Directions for this task → Your answer must be a single number: the count of lines in the records below that include the string "foliage".

(Photo-based referring expression data)
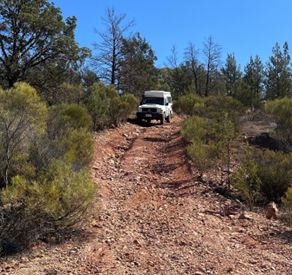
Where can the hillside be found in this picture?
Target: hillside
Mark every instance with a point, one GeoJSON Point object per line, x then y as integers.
{"type": "Point", "coordinates": [155, 218]}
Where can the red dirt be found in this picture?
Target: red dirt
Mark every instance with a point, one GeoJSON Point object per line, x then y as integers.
{"type": "Point", "coordinates": [155, 218]}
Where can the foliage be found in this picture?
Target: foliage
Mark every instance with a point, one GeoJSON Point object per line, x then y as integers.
{"type": "Point", "coordinates": [210, 141]}
{"type": "Point", "coordinates": [106, 107]}
{"type": "Point", "coordinates": [287, 203]}
{"type": "Point", "coordinates": [45, 155]}
{"type": "Point", "coordinates": [231, 74]}
{"type": "Point", "coordinates": [138, 72]}
{"type": "Point", "coordinates": [247, 180]}
{"type": "Point", "coordinates": [253, 80]}
{"type": "Point", "coordinates": [275, 173]}
{"type": "Point", "coordinates": [220, 106]}
{"type": "Point", "coordinates": [22, 118]}
{"type": "Point", "coordinates": [278, 73]}
{"type": "Point", "coordinates": [281, 109]}
{"type": "Point", "coordinates": [32, 34]}
{"type": "Point", "coordinates": [107, 60]}
{"type": "Point", "coordinates": [189, 105]}
{"type": "Point", "coordinates": [267, 174]}
{"type": "Point", "coordinates": [32, 209]}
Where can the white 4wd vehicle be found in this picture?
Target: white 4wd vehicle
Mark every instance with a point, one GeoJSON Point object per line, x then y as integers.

Task output → 2